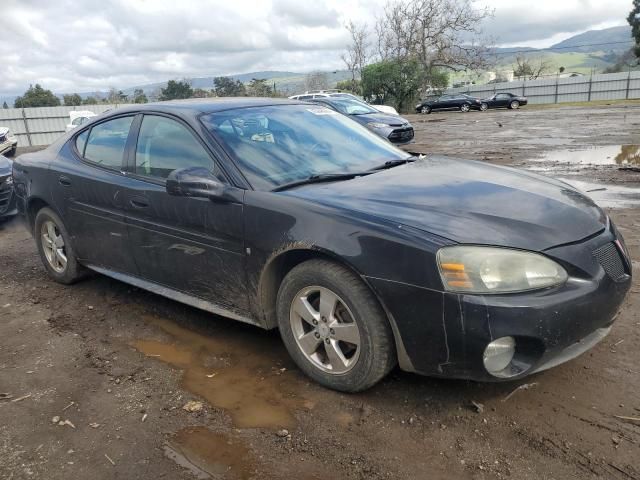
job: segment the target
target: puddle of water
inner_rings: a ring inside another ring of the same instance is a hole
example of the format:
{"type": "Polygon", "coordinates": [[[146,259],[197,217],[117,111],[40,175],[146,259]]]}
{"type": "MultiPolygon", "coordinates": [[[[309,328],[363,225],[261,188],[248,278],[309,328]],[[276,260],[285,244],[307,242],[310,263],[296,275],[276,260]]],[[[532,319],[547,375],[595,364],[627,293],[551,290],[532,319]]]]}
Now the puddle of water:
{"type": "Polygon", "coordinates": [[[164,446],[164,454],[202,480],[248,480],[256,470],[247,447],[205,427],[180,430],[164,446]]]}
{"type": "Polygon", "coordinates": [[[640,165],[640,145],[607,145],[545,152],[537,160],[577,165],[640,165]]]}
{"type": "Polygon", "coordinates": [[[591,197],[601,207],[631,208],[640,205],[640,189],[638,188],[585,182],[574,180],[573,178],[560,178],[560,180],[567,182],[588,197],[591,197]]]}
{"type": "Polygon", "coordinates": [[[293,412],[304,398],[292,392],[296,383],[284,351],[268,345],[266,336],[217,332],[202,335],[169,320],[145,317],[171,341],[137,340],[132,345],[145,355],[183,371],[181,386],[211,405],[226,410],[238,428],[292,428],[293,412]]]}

──────────────────────────────

**What the exercise asks:** Only the pictures are to be left out; print everything else in the listing exactly.

**Solution to the problem:**
job: segment the target
target: puddle of water
inner_rings: a ring inside another ring of the same instance is a hole
example of the format:
{"type": "Polygon", "coordinates": [[[146,259],[197,217],[117,111],[40,175],[146,259]]]}
{"type": "MultiPolygon", "coordinates": [[[[309,328],[363,225],[261,188],[248,278],[309,328]],[[276,260],[285,244],[307,242],[310,263],[296,275],[276,260]]],[[[532,319],[547,375],[595,364],[627,293],[551,290],[532,319]]]]}
Now the puddle of water:
{"type": "Polygon", "coordinates": [[[164,446],[164,454],[202,480],[248,480],[256,470],[247,447],[205,427],[180,430],[164,446]]]}
{"type": "Polygon", "coordinates": [[[640,165],[640,145],[607,145],[545,152],[537,160],[577,165],[640,165]]]}
{"type": "Polygon", "coordinates": [[[591,197],[601,207],[631,208],[640,205],[640,189],[638,188],[585,182],[574,180],[573,178],[560,178],[560,180],[567,182],[588,197],[591,197]]]}
{"type": "Polygon", "coordinates": [[[293,412],[304,398],[292,392],[296,383],[284,351],[268,345],[266,336],[217,332],[202,335],[169,320],[145,317],[171,341],[137,340],[132,345],[145,355],[183,371],[181,386],[211,405],[226,410],[238,428],[292,428],[293,412]]]}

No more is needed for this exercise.